◆ Work to do
Turn the rows below into a JSON list of strings, with one string per line and blank lines omitted.

◆ Data drawn from a collection

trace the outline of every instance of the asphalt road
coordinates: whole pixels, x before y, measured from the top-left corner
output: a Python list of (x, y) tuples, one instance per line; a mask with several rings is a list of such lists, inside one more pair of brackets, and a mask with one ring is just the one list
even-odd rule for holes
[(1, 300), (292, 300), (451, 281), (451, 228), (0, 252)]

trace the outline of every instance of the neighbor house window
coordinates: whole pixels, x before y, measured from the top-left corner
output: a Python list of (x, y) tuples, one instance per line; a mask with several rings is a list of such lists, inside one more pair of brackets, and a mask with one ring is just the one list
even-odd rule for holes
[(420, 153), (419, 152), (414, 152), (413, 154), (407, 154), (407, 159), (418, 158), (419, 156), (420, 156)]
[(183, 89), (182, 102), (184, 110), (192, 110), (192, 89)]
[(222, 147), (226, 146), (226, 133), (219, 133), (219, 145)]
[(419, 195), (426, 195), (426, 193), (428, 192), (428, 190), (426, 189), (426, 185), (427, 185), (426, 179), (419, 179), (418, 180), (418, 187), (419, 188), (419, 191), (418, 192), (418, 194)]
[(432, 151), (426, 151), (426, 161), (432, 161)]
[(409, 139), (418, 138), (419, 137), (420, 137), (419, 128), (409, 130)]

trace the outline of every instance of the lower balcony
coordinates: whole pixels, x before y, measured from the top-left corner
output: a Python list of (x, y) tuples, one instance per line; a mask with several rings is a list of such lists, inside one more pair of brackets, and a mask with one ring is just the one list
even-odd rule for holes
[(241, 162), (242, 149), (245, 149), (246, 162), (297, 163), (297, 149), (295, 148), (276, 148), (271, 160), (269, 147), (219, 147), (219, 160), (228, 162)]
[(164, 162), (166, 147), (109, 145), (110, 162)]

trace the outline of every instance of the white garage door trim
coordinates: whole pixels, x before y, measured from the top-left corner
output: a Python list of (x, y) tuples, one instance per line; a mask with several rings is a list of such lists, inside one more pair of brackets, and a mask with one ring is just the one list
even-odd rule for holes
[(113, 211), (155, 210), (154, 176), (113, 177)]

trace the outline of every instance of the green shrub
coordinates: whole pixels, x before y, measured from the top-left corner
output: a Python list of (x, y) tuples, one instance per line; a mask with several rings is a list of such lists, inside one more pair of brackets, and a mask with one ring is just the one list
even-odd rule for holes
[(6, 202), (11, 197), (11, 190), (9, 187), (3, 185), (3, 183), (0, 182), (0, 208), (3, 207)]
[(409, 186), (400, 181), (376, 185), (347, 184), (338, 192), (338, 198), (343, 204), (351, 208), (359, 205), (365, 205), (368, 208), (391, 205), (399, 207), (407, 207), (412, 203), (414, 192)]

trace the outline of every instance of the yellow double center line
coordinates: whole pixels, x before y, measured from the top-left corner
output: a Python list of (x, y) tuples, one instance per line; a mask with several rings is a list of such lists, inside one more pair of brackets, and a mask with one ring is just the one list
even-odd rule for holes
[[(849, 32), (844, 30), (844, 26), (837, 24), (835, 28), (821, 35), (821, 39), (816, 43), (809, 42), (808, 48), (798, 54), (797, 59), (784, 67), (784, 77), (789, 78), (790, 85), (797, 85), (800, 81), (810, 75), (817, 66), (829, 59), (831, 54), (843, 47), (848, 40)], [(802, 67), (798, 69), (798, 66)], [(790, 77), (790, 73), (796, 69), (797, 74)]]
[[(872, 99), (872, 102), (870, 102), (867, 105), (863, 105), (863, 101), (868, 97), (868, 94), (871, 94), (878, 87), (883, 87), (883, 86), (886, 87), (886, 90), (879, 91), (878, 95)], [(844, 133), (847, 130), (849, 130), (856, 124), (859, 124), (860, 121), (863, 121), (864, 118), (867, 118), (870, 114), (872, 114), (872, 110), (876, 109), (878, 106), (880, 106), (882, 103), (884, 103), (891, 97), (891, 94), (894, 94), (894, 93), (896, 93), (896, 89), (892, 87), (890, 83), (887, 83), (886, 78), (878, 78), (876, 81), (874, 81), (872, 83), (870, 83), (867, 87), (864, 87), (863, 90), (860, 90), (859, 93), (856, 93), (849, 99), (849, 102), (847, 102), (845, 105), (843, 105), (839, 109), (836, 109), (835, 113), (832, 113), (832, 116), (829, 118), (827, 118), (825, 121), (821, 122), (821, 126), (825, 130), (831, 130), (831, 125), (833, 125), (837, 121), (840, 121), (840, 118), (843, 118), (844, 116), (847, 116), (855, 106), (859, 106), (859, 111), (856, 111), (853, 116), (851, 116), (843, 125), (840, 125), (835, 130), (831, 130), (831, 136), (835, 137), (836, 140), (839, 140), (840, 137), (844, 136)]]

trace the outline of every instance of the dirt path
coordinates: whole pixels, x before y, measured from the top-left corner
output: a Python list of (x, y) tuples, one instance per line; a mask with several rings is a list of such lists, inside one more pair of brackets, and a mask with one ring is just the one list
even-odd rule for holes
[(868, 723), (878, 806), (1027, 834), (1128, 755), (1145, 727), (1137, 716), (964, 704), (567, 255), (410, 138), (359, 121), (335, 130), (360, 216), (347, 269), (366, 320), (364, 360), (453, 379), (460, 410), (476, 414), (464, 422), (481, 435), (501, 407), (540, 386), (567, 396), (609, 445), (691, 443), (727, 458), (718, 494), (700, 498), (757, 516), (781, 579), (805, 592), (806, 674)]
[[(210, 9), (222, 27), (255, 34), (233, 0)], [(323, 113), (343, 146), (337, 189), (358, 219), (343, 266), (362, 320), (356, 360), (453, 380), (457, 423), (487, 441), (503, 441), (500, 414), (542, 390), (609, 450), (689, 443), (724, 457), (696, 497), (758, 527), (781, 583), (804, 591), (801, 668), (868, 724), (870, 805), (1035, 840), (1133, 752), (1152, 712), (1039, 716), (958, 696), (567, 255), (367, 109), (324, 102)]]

◆ Complete response
[
  "trace the outline of every instance of the asphalt road",
  "coordinates: whole pixels, x before y, measured from the top-left corner",
  "output: a Python list of (x, y) tuples, one instance per line; a mask with several rings is a list of such lists, inside one more pair of brackets, and a mask with one ring is just the one list",
  "even-odd rule for holes",
  "[(1, 300), (292, 300), (451, 281), (451, 228), (0, 252)]",
  "trace the outline of every instance of the neighbor house window",
  "coordinates: whole pixels, x before y, measured from the top-left corner",
  "output: a Python list of (x, y) tuples, one instance per line; a mask with several rings is a list of such lists, inside one more pair of brackets, and a mask with one ring is just the one list",
  "even-odd rule for holes",
  "[(420, 153), (419, 152), (414, 152), (413, 154), (407, 154), (407, 159), (418, 158), (419, 156), (420, 156)]",
  "[(183, 89), (182, 102), (184, 110), (192, 110), (192, 89)]",
  "[(222, 147), (226, 146), (226, 133), (219, 133), (219, 145)]",
  "[(419, 195), (426, 195), (426, 193), (428, 192), (428, 190), (426, 189), (426, 185), (427, 185), (426, 179), (419, 179), (418, 180), (418, 187), (419, 188), (419, 191), (418, 192), (418, 194)]",
  "[(432, 151), (426, 151), (426, 161), (432, 161)]",
  "[(409, 139), (418, 138), (419, 137), (420, 137), (419, 128), (409, 130)]",
  "trace the outline of every instance of the lower balcony",
  "coordinates: whole pixels, x before y, measured from the top-left corner",
  "output: a Python list of (x, y) tuples, one instance per line; a mask with several rings is a list of such lists, inside one more pair of brackets, and a mask with one ring is just the one list",
  "even-odd rule for holes",
  "[(241, 162), (242, 149), (245, 149), (246, 162), (297, 163), (297, 149), (295, 148), (276, 148), (271, 160), (269, 147), (219, 147), (219, 160), (228, 162)]",
  "[(164, 162), (166, 147), (109, 145), (110, 162)]",
  "trace the outline of every instance of the white garage door trim",
  "coordinates: whole pixels, x before y, measured from the top-left corner",
  "output: a Python list of (x, y) tuples, one instance per line; a mask with several rings is a list of such lists, inside one more pair of brackets, and a mask with one ring is just the one list",
  "even-odd rule for holes",
  "[(113, 211), (155, 210), (154, 176), (113, 177)]",
  "trace the outline of every instance of the green shrub",
  "coordinates: whole pixels, x before y, measured from the top-left corner",
  "output: a Python list of (x, y) tuples, one instance per line; a mask with several rings is a list of such lists, inside one more pair of brackets, and a mask with one ring is just the one list",
  "even-odd rule for holes",
  "[(6, 202), (11, 197), (11, 190), (9, 187), (3, 185), (3, 183), (0, 182), (0, 208), (3, 207)]",
  "[(409, 186), (400, 181), (376, 185), (347, 184), (338, 192), (338, 198), (343, 204), (351, 208), (359, 205), (365, 205), (368, 208), (391, 205), (399, 207), (407, 207), (412, 203), (414, 192)]",
  "trace the outline of every instance of the yellow double center line",
  "coordinates: whole pixels, x before y, measured from the top-left corner",
  "output: a Python list of (x, y) tuples, one instance per line; a mask with several rings is a list of such lists, inside one more pair of brackets, and a mask with one ring is just the one list",
  "even-odd rule for holes",
  "[[(849, 32), (844, 30), (844, 26), (837, 24), (835, 28), (821, 35), (821, 39), (816, 43), (809, 42), (808, 48), (798, 54), (797, 59), (784, 67), (784, 77), (789, 78), (790, 85), (797, 85), (800, 81), (810, 75), (817, 66), (829, 59), (831, 54), (843, 47), (848, 40)], [(802, 67), (798, 69), (798, 66)], [(790, 77), (790, 73), (796, 69), (797, 74)]]",
  "[[(872, 99), (872, 102), (870, 102), (867, 105), (863, 105), (863, 101), (868, 97), (868, 94), (871, 94), (878, 87), (883, 87), (883, 86), (886, 87), (886, 90), (879, 91), (878, 95)], [(844, 133), (847, 130), (849, 130), (856, 124), (859, 124), (860, 121), (863, 121), (864, 118), (867, 118), (870, 114), (872, 114), (872, 110), (876, 109), (878, 106), (880, 106), (882, 103), (884, 103), (891, 97), (891, 94), (894, 94), (894, 93), (896, 93), (896, 89), (892, 87), (890, 83), (887, 83), (886, 78), (878, 78), (876, 81), (874, 81), (872, 83), (870, 83), (867, 87), (864, 87), (863, 90), (860, 90), (859, 93), (856, 93), (849, 99), (849, 102), (847, 102), (845, 105), (843, 105), (839, 109), (836, 109), (835, 113), (832, 113), (832, 116), (829, 118), (827, 118), (825, 121), (821, 122), (821, 126), (825, 130), (831, 130), (831, 125), (833, 125), (837, 121), (840, 121), (840, 118), (843, 118), (844, 116), (847, 116), (855, 106), (859, 106), (859, 111), (856, 111), (853, 116), (851, 116), (843, 125), (840, 125), (835, 130), (831, 130), (831, 136), (835, 137), (836, 140), (839, 140), (840, 137), (844, 136)]]",
  "trace the outline of every instance of the dirt path",
  "coordinates: whole pixels, x before y, measured from the top-left corner",
  "output: a Python list of (x, y) tuples, one instance per line; a mask with several rings is a list of such lists, inside one more pair of brackets, and a mask with one ring is just the one list",
  "even-odd rule for holes",
  "[(868, 723), (878, 806), (1027, 834), (1128, 755), (1145, 727), (1137, 716), (964, 704), (567, 255), (410, 138), (359, 121), (335, 130), (360, 216), (347, 269), (366, 320), (364, 360), (453, 379), (460, 410), (476, 414), (464, 422), (481, 435), (501, 407), (540, 386), (567, 396), (609, 445), (691, 443), (727, 458), (718, 494), (700, 498), (757, 516), (781, 579), (805, 592), (806, 674)]",
  "[[(210, 9), (222, 27), (255, 34), (233, 0)], [(323, 113), (343, 146), (337, 189), (358, 219), (343, 266), (362, 320), (356, 360), (453, 380), (457, 423), (487, 441), (503, 441), (500, 414), (542, 390), (609, 450), (689, 443), (724, 457), (696, 497), (758, 527), (781, 583), (804, 591), (801, 668), (868, 724), (870, 805), (1035, 840), (1133, 752), (1152, 712), (1039, 716), (958, 696), (567, 255), (367, 109), (324, 102)]]"
]